• [SOURCE INFORMATION]
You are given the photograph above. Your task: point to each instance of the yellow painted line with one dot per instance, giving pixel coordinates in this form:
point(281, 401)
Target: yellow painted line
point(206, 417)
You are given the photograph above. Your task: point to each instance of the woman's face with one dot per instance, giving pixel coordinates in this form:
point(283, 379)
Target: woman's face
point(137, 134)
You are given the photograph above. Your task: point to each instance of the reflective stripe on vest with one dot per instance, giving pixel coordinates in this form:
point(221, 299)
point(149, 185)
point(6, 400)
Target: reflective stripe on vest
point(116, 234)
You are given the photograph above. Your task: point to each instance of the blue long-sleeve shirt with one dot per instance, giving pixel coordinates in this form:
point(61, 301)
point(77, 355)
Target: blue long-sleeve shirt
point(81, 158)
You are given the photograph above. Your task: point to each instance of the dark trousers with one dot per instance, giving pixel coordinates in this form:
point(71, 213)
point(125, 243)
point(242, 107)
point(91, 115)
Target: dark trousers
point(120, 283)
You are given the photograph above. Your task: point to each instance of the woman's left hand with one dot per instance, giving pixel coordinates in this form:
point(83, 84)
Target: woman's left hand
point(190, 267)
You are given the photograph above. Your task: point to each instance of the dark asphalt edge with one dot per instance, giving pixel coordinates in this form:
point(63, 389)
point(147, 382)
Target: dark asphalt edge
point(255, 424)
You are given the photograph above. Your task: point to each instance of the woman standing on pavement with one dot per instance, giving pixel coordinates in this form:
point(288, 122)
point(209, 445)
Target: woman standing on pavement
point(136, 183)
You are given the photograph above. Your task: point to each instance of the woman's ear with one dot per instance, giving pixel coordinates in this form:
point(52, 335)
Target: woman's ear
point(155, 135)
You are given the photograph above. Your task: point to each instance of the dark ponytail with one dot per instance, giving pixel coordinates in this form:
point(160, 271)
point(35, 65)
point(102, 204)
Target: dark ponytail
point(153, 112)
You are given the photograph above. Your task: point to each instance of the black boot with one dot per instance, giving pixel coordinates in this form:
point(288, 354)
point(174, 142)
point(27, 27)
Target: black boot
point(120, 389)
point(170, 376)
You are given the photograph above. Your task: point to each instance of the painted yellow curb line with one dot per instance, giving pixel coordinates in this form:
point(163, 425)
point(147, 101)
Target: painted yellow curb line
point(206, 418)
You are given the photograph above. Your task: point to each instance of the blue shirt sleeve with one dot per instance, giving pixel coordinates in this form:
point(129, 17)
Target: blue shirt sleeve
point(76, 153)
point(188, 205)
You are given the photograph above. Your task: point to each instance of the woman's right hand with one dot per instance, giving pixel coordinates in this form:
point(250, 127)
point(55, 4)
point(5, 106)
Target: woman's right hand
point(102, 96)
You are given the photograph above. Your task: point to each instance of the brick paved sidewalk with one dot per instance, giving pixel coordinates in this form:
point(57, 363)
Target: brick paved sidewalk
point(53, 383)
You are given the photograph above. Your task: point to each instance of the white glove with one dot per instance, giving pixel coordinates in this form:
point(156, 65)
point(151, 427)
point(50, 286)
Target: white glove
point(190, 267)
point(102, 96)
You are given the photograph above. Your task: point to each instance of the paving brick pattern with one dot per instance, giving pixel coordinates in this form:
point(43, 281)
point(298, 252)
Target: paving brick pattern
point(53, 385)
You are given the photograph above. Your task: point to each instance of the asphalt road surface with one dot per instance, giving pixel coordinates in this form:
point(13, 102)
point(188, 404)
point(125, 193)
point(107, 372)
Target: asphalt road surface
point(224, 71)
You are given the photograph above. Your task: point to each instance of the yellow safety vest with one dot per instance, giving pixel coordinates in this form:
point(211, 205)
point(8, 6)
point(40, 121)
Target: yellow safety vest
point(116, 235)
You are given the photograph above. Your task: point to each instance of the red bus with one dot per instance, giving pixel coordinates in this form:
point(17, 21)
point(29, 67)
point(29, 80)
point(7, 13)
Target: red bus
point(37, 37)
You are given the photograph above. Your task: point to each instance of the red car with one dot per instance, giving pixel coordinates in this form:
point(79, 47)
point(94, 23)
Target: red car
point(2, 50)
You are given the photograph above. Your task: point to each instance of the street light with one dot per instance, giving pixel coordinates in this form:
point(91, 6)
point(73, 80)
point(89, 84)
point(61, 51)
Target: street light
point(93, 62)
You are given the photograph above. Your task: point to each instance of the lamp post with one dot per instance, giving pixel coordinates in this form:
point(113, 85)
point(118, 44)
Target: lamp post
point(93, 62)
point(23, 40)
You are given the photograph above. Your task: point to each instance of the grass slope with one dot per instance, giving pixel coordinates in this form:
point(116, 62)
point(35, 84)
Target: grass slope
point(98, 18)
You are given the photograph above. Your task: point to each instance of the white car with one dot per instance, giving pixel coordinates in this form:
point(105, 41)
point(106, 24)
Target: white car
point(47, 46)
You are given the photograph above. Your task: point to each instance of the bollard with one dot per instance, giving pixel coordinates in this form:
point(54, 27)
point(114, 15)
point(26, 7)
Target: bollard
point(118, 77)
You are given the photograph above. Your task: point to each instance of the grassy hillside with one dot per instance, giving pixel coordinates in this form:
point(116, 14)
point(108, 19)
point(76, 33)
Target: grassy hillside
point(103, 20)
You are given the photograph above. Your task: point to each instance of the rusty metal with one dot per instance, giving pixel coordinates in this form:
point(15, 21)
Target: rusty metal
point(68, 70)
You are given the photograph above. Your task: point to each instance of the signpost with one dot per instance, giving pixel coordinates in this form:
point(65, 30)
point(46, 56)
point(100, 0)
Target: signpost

• [WORK INSTRUCTION] Please go through the material and return each line where the word "signpost" appears.

• [SOLUTION FOR THIS TASK]
You are given the photograph above. Your task: point to each instance of the signpost with one dot per instance, giving pixel coordinates in this form:
Target: signpost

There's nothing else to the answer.